- **Requirement**
From the comment thread on the homogeneous linear systems lecture, output word for word the passage that starts at "aniketchakraborty" and stops after "understanding it correctly.".

- **Document segment**
□ □ □ □ □ □ □
Linear Algebra - Lecture 10 - Homogeneous Linear Systems

I’m really really really thankful for you, you have just made you print in this world and helped a lot of people like me, I’m grateful that there are people like you in this world

ayubseeed

These videos are great! In depth and concise without being overly simple.

soz

Mayn you are life saver
Edited: Had no idea about linear algebra the night before my exam but after watching his videos I scored 16/30 : ))

taiebxr

It helped me at the end moment when nothing was working out
Thank you so much❤️❤️❤️❤️❤️

aniketchakraborty

thanks so much for such a helpful video!😄👍🏻

laurenpark

Can we get them in one form like written or your book in the same order??

usrakhan

Is 'parametric vector form' always written as a span? I've seen people call the solution given at 4:30 as being in parametric vector form, but maybe I'm not understanding it correctly.
□ □ □ □ □ □ □
- **Items**
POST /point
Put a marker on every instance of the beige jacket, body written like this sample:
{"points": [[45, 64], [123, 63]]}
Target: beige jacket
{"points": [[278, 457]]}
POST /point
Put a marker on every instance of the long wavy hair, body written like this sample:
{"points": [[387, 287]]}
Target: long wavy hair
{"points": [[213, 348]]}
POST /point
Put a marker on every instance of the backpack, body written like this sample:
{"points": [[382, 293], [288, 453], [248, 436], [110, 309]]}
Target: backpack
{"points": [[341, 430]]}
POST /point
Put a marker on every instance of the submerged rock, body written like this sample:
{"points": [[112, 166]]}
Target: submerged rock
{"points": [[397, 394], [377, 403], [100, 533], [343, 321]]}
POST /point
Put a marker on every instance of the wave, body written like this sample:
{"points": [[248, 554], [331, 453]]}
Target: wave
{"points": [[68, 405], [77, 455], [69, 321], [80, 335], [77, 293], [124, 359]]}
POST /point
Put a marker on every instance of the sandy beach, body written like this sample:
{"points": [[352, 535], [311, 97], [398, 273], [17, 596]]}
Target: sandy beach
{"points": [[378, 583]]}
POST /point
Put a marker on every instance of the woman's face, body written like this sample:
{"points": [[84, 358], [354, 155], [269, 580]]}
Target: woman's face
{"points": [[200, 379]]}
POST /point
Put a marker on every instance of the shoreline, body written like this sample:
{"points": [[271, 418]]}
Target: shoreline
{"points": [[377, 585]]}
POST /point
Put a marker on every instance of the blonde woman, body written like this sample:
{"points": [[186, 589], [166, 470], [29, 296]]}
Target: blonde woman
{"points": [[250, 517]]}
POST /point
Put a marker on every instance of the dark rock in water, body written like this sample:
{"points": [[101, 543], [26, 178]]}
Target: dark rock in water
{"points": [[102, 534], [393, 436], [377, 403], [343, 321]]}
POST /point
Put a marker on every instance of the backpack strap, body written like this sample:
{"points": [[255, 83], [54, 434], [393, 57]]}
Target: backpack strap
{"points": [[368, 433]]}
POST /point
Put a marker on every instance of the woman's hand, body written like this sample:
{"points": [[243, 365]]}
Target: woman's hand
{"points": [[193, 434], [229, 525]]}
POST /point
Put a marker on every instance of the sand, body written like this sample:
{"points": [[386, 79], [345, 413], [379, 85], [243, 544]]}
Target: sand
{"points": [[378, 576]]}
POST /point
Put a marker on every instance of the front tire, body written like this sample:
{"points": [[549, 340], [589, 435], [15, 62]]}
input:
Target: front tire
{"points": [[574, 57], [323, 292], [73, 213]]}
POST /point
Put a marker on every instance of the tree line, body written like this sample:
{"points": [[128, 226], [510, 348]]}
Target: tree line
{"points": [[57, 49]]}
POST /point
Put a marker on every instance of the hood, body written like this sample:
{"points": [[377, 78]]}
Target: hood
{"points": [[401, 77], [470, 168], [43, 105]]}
□ □ □ □ □ □ □
- **Completed task**
aniketchakraborty

thanks so much for such a helpful video!😄👍🏻

laurenpark

Can we get them in one form like written or your book in the same order??

usrakhan

Is 'parametric vector form' always written as a span? I've seen people call the solution given at 4:30 as being in parametric vector form, but maybe I'm not understanding it correctly.